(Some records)
↓

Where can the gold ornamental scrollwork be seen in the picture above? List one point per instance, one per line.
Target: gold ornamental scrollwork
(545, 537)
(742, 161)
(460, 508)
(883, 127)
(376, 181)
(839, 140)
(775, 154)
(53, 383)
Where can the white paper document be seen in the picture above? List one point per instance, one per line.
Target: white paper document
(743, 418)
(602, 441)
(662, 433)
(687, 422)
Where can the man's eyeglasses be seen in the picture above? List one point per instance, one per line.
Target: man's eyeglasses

↑
↓

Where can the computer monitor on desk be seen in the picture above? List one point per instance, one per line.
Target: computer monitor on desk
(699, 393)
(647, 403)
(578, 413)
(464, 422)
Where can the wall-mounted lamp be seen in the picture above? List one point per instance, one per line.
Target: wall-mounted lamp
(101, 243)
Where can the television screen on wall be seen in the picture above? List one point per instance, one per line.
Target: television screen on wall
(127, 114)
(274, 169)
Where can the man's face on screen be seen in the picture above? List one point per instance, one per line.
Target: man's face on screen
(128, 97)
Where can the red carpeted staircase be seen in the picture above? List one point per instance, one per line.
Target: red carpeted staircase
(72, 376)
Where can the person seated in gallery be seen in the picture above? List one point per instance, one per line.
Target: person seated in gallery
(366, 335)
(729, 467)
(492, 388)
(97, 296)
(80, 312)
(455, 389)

↑

Copy out the records word for word, starting at the line with "Where can the man's eyeglasses" and ending at the line with "Target: man's eyeglasses", including both of those lines.

[FINAL RESULT]
Where can the man's eyeglasses be seen in the picture above? List one point per instance, one per line.
Target: man's eyeglasses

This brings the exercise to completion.